Reproduce the listing below without any change.

══ Supplied data

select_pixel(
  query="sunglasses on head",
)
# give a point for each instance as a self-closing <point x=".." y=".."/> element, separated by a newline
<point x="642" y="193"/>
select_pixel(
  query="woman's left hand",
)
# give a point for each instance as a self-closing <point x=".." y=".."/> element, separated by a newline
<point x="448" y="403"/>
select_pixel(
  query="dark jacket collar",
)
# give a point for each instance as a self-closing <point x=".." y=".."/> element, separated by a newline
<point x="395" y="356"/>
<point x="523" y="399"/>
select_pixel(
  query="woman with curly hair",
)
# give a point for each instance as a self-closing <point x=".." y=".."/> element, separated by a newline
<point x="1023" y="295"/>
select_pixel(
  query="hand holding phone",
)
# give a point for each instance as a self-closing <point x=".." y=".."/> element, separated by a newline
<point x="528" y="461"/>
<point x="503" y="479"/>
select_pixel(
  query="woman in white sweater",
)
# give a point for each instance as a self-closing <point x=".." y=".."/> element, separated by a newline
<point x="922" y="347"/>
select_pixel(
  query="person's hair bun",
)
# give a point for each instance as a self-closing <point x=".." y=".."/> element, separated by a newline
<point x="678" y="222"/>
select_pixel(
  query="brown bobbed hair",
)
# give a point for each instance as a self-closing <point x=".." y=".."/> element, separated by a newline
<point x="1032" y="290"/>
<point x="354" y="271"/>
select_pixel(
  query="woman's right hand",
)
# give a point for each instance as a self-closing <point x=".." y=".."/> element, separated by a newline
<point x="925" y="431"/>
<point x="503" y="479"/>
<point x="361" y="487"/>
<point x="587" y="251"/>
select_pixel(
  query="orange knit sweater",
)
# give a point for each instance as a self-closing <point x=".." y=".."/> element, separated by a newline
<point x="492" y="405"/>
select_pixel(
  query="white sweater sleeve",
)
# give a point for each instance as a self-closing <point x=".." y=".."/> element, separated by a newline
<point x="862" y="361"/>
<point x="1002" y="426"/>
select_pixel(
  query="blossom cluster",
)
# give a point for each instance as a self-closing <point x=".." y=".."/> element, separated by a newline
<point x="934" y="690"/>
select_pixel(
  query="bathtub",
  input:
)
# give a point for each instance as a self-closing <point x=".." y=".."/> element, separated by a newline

════

Answer to the problem:
select_pixel(
  query="sunglasses on head",
)
# give a point for each instance as a self-closing <point x=".." y=".."/> element, separated by a newline
<point x="642" y="193"/>
select_pixel(
  query="woman's left hand",
)
# give a point for each instance as a self-closing <point x=".." y=".."/> element, separated by a newline
<point x="448" y="403"/>
select_pixel(
  query="dark jacket collar",
)
# give a point for each instance as a self-closing <point x=".." y=".."/> element, separated by a newline
<point x="395" y="356"/>
<point x="523" y="399"/>
select_pixel(
  query="woman with curly hair",
)
# give a point for each instance as a self-closing <point x=".." y=".."/> element, separated by a newline
<point x="1023" y="295"/>
select_pixel(
  query="hand holding phone",
)
# give a point for each instance as a self-closing <point x=".." y=".."/> element, separated by a newline
<point x="528" y="461"/>
<point x="503" y="479"/>
select_pixel(
  query="woman in white sweater",
)
# give a point for each instance as a self-closing <point x=".." y=".."/> element, separated by a newline
<point x="922" y="347"/>
select_pixel(
  query="person's hair bun",
)
# give a point for each instance as a self-closing <point x=".." y=".."/> element, separated by a newline
<point x="678" y="222"/>
select_pixel(
  query="brown bobbed hair",
)
# give a point for each instance as a self-closing <point x=".." y=".."/> element, separated by a newline
<point x="1032" y="290"/>
<point x="354" y="271"/>
select_pixel(
  query="woman's right hand",
)
# give a point for each instance as a self-closing <point x=".." y=".."/> element, separated by a newline
<point x="925" y="431"/>
<point x="503" y="479"/>
<point x="361" y="487"/>
<point x="587" y="251"/>
select_pixel(
  query="orange knit sweater",
)
# give a point for each instance as a self-closing <point x=".." y=".."/> element, separated by a newline
<point x="492" y="405"/>
select_pixel(
  query="white sweater sleeve",
)
# give a point for each instance as a self-closing <point x=".." y=".."/> element, separated by a newline
<point x="862" y="361"/>
<point x="1002" y="426"/>
select_pixel(
  query="blossom cluster",
)
# give a point for each instance as a self-closing <point x=".." y=".."/> element, separated by a newline
<point x="934" y="690"/>
select_pixel(
  query="bathtub",
  input:
)
# give a point for each instance as a self-closing <point x=".." y=".."/> element, separated by a newline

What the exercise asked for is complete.